▶ _Provided text_

Empirical thresholds can be classified again based on the rainfall parameters used as intensity-duration (ID) thresholds, total rainfall event-duration (ED) thresholds, and total rainfall event-intensity (EI) thresholds [12]. A general, well-accepted agreement which determines the selection of rainfall parameters is that shallow/rapid landslides are initiated by rainfalls of high intensity and short duration [16] and deep-seated landslides occur when it rains continuously over a long time [17]. This research focuses on the initiation of shallow landslides which cause maximum casualties during the monsoon time in the region and hence thresholds based on intensity-duration plane and antecedent rainfall are defined for Idukki. The objective is to start the preliminary steps towards an effective regional scale warning system for the Idukki district.

2. Study Area

In the state of Kerala, Idukki was the worst-hit district during 2018 disaster, with 143 major landslides in the state government records [1]. As shown in the slope map of Idukki, the geography of the area consists of slopes as steep as 80° (Figure 1) and the elevation ranges up to 2692 m (Figure 3). A significant share of the population of the district had houses in these unstable slopes, which were destroyed in the 2018 landslides irrespective of the building typology [1]. 97% of the major roads in the districts cut through the rugged mountains and hills, which are often blocked due to landslides in the monsoons [18]. Sprawling across an area of 4358 km2, Idukki supplies 66% of the electric power requirements of Kerala [19]. This district with more than half of the area covered by forests is the second largest one in terms of area in the state.
The Western Ghats can be divided into two segments, north and south, separated by the Gap of Palghat. Deep-seated landslides are reported in the northern segment and the eastern flank while the southern segment mostly experiences shallow landslides [20]. Idukki belongs to the southern part, where regolith thickness ranges from 0.25–5 m [21] and is prone to shallow landslides [1]. Geomorphic classification of the terrain divides the area into four, viz., rugged hills, ridges and valleys, fringe slope, and plateau [22]. Scarps of the Western Ghats consist of frictional soil with less cohesion, thus being stable in dry conditions and losing their strength when the moisture content increases. Plateu regions have a thick layer of top soil, rich in clay content due to their morphology and tropical climate [23]. Geologically, rocks of Wayanad, Charnockite, Khondalite, and Migmatite groups contribute the formation of a part of South Indian Precambrian metamorphic shield [22]. The primary weathering process is hydrolysis in the area, which is due to the high precipitation [24].

▶ _Given request A_
Answer these questions from the text on landslides in Idukki:
(i) How steep do slopes in Idukki get?
(ii) What separates the northern and southern segments of the Western Ghats?
(iii) What share of Kerala's electric power requirements does Idukki supply?

[Collection entries]
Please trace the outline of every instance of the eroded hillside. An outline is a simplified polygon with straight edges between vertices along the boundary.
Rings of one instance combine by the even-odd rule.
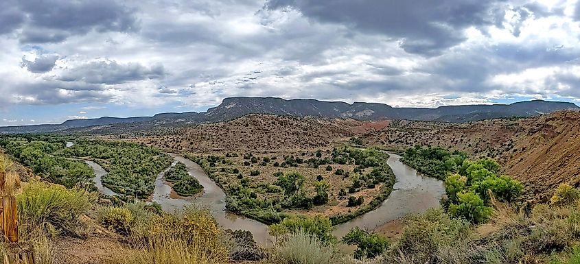
[[[176,152],[288,152],[327,147],[358,133],[379,130],[388,123],[249,115],[227,122],[183,128],[172,135],[145,136],[133,140]]]
[[[393,121],[363,139],[388,149],[437,145],[494,158],[504,165],[504,173],[526,184],[527,196],[540,201],[547,200],[559,183],[580,185],[579,112],[465,124]]]

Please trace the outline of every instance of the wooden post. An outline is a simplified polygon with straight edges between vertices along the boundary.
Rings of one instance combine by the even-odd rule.
[[[0,171],[0,231],[4,241],[3,264],[34,264],[30,243],[18,241],[18,204],[5,190],[5,171]]]

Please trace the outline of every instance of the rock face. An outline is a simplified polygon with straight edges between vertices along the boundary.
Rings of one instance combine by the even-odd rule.
[[[542,100],[509,105],[441,106],[437,108],[393,108],[376,103],[285,100],[275,97],[226,98],[205,113],[207,120],[229,120],[247,114],[273,114],[295,117],[348,117],[358,120],[406,119],[463,123],[492,118],[533,117],[561,110],[579,110],[572,103]]]
[[[530,119],[515,141],[506,173],[547,201],[562,182],[580,187],[580,113],[559,112]]]
[[[393,108],[384,104],[325,101],[312,99],[286,100],[275,97],[230,97],[206,112],[162,113],[153,117],[101,117],[68,120],[60,125],[21,125],[0,128],[0,133],[51,132],[89,126],[146,127],[231,120],[248,114],[294,117],[353,118],[358,120],[406,119],[464,123],[483,119],[533,117],[561,110],[580,110],[572,103],[529,101],[509,105],[441,106],[437,108]]]

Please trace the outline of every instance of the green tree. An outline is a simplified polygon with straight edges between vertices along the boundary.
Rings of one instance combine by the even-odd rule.
[[[457,193],[465,189],[467,178],[459,174],[454,174],[445,180],[445,191],[449,201],[452,203],[457,202]]]
[[[270,226],[270,234],[272,236],[297,234],[301,231],[316,237],[325,244],[334,243],[337,241],[332,235],[332,222],[322,215],[291,216],[284,218],[279,224]]]
[[[558,186],[550,202],[552,205],[561,206],[570,204],[580,198],[580,191],[567,182]]]
[[[369,233],[358,226],[351,229],[343,237],[342,242],[357,246],[354,252],[354,257],[357,259],[378,256],[386,250],[391,244],[388,238]]]
[[[304,185],[304,176],[297,172],[290,172],[278,178],[276,185],[284,191],[286,197],[296,194]]]
[[[473,191],[458,193],[457,200],[458,204],[449,206],[449,213],[452,217],[480,224],[485,221],[491,214],[491,207],[486,206],[479,195]]]
[[[328,189],[329,185],[325,181],[314,182],[314,190],[316,194],[314,195],[314,202],[316,205],[325,204],[328,202]]]

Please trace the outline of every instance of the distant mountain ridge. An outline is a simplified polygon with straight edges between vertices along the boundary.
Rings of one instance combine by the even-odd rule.
[[[199,123],[231,120],[248,114],[295,117],[351,118],[358,120],[408,119],[464,123],[494,118],[533,117],[562,110],[580,110],[574,104],[542,100],[511,104],[465,105],[437,108],[393,108],[380,103],[326,101],[314,99],[229,97],[205,112],[161,113],[153,117],[100,117],[67,120],[60,125],[34,125],[0,128],[0,133],[43,133],[95,125],[152,123]]]

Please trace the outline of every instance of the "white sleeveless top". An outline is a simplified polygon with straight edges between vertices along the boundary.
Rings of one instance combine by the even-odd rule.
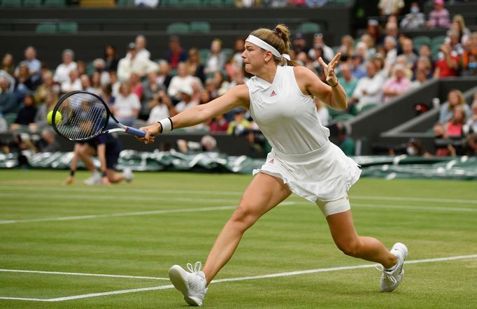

▶ _Given request B_
List every line in the entries that contains the word "along".

▶ _Task answer A_
(i) As steep as 80°.
(ii) The Gap of Palghat.
(iii) 66%.

▶ _Task answer B_
Please trace the outline of every instance of the eroded hillside. An outline is a simplified polygon with straight edges between vertices along the boundary.
Please trace the outline of every instance of the wooden post. An outline is a simplified polygon with straight edges between vertices along the boundary.
Please trace the outline of every instance of the rock face. An outline is a simplified polygon with straight edges between vertices along the boundary.
Please trace the outline of every instance of the green tree. An outline is a simplified polygon with straight edges between vertices along the boundary.
Please trace the outline of every instance of the distant mountain ridge. An outline is a simplified polygon with straight edges between vertices along the boundary.
Please trace the outline of every instance of the "white sleeveless top". An outline is a simplified polygon with straight edges between vertices along the boundary.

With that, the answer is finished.